Return, word for word, the lines of the listing below from the one with "For the grassy" through the one with "For the dramatic", and no other lines.

Stored data START

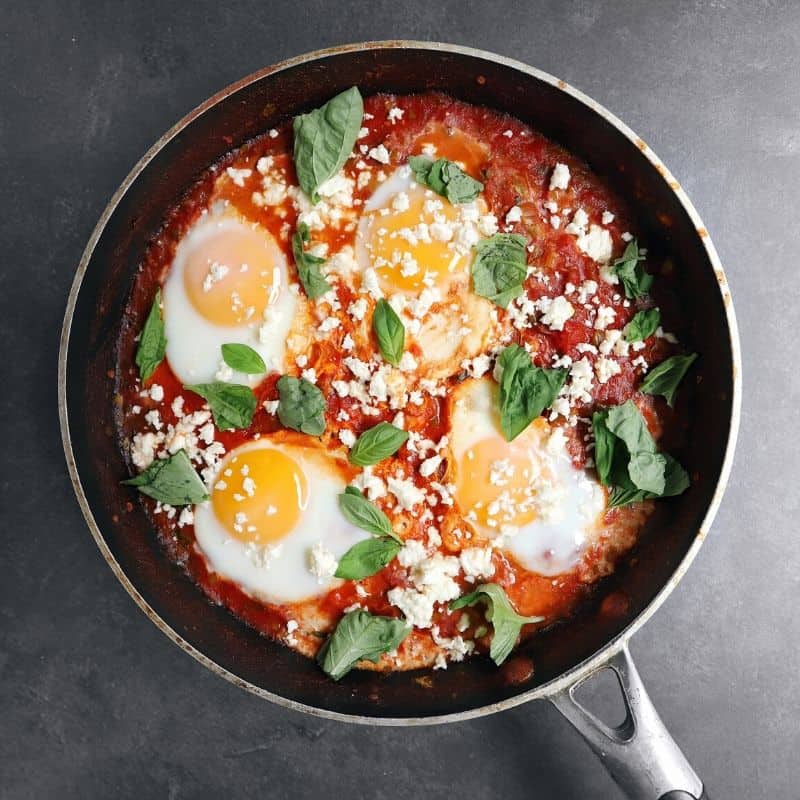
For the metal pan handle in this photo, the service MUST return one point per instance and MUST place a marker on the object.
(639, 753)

Stored data END
Stored data START

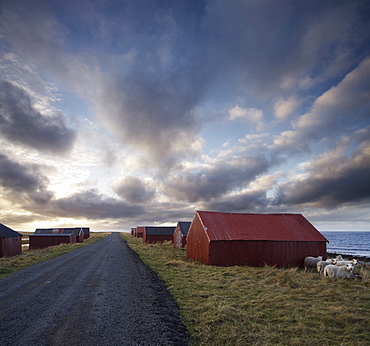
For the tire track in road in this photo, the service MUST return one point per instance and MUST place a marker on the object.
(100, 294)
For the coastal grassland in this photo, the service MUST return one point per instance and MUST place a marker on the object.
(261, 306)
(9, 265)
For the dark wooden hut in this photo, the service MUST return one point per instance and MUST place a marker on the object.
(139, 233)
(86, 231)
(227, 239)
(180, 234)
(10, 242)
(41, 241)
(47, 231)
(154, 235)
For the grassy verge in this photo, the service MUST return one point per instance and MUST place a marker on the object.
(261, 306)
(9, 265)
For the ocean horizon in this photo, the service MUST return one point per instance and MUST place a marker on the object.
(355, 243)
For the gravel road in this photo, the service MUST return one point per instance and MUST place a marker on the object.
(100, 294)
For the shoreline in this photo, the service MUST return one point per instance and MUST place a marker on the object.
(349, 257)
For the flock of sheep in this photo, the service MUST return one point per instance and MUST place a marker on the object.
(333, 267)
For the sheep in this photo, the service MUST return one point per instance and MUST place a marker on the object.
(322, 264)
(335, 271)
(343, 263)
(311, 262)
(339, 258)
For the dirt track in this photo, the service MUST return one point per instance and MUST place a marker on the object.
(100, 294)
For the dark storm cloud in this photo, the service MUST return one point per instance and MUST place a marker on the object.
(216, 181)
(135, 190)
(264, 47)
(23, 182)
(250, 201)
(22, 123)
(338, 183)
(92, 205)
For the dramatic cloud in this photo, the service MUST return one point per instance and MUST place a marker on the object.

Stored data END

- [Exercise result]
For the grassy verge in this photo, the service MUST return one point per instance and MUST place a marker on the object.
(261, 306)
(9, 265)
For the ocean horizon in this photo, the service MUST return one point per instance and MUST place a marker on the object.
(355, 243)
For the gravel road in this photo, the service MUST return one point per instance and MUST place a marker on the object.
(100, 294)
For the shoreline in this photo, the service MUST return one point per instance and MUST place a marker on the object.
(349, 257)
For the flock of sheep in this photo, the service MUST return one point per instance and MUST place a marker on the object.
(333, 267)
For the sheep in this photo, the service MUST return one point per instance and MUST place a marker on the object.
(322, 264)
(335, 271)
(343, 263)
(311, 262)
(339, 258)
For the dirt track in this photo, the service MUST return one point per instance and MUST place a marker on the object.
(100, 294)
For the dark storm cloud in this photo, the service MUST return one point per instance and MUST place a marker on the object.
(216, 181)
(135, 190)
(264, 47)
(23, 182)
(250, 201)
(22, 123)
(338, 183)
(92, 205)
For the dramatic cloud in this photo, the service MUST return one point per instance and MUST place a marker on the object.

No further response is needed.